- [Task to carry out]
Express the portion of the listing from the line with "red apple -> box" through the line with "top-left (312, 457), bottom-right (503, 517)", both included, as a Markdown table with the columns "Row" and "Listing line", omitting any blank lines.

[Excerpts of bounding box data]
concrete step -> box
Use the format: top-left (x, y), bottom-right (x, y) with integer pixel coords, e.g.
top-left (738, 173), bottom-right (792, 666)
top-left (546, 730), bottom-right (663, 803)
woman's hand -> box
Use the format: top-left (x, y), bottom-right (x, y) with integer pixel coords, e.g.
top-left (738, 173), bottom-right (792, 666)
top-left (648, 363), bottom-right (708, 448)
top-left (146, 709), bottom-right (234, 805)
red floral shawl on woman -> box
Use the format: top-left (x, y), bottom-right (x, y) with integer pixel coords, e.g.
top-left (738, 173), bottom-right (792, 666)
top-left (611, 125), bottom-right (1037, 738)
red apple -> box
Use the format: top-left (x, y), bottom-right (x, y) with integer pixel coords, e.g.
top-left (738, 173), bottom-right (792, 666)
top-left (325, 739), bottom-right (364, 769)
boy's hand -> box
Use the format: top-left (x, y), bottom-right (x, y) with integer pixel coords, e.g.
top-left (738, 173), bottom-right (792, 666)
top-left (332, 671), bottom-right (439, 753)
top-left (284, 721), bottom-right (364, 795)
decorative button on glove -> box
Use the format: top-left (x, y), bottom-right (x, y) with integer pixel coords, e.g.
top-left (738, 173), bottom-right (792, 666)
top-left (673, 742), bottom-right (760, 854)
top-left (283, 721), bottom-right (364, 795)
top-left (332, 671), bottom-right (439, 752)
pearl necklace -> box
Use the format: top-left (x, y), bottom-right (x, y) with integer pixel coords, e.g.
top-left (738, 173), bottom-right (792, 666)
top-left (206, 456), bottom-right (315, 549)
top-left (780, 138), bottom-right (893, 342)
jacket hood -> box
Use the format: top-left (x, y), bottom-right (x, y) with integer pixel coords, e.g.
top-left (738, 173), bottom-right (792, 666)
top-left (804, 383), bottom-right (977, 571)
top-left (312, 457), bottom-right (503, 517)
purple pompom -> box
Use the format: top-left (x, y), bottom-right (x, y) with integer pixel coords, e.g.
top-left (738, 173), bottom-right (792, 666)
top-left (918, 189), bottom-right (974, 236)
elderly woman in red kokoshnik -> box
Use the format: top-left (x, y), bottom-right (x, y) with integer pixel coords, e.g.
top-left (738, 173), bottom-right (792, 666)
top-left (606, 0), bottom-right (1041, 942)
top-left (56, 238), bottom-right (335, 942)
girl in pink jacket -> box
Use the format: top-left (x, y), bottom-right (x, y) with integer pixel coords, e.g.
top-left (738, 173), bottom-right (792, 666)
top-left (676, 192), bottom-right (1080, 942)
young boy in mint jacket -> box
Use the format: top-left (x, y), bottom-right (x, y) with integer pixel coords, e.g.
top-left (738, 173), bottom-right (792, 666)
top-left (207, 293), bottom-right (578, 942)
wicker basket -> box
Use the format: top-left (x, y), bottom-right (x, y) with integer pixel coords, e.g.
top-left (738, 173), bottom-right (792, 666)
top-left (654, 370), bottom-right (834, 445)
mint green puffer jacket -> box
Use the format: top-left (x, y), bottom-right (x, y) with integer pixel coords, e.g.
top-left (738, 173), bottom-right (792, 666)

- [Solution to this task]
| Row | Listing line |
|---|---|
| 1 | red apple -> box |
| 2 | Use the format: top-left (x, y), bottom-right (x, y) with integer pixel coords, e.g. |
| 3 | top-left (738, 173), bottom-right (792, 666) |
| 4 | top-left (325, 739), bottom-right (364, 769) |
| 5 | boy's hand -> box |
| 6 | Use the format: top-left (x, y), bottom-right (x, y) with integer pixel coords, e.g. |
| 7 | top-left (738, 173), bottom-right (792, 666) |
| 8 | top-left (332, 671), bottom-right (439, 753) |
| 9 | top-left (284, 721), bottom-right (364, 795) |
| 10 | decorative button on glove -> box |
| 11 | Use the format: top-left (x, y), bottom-right (x, y) with integer pixel coords, e.g. |
| 12 | top-left (738, 173), bottom-right (792, 666) |
| 13 | top-left (673, 742), bottom-right (760, 854) |
| 14 | top-left (283, 721), bottom-right (364, 795) |
| 15 | top-left (332, 671), bottom-right (439, 752) |
| 16 | pearl necklace -> box |
| 17 | Use the format: top-left (x, y), bottom-right (x, y) with integer pixel coords, e.g. |
| 18 | top-left (738, 173), bottom-right (792, 666) |
| 19 | top-left (206, 456), bottom-right (315, 549) |
| 20 | top-left (780, 138), bottom-right (893, 342) |
| 21 | jacket hood -> box |
| 22 | Use the format: top-left (x, y), bottom-right (x, y) with integer pixel coords, e.g. |
| 23 | top-left (738, 173), bottom-right (792, 666) |
| 24 | top-left (804, 383), bottom-right (977, 571) |
| 25 | top-left (312, 457), bottom-right (503, 517) |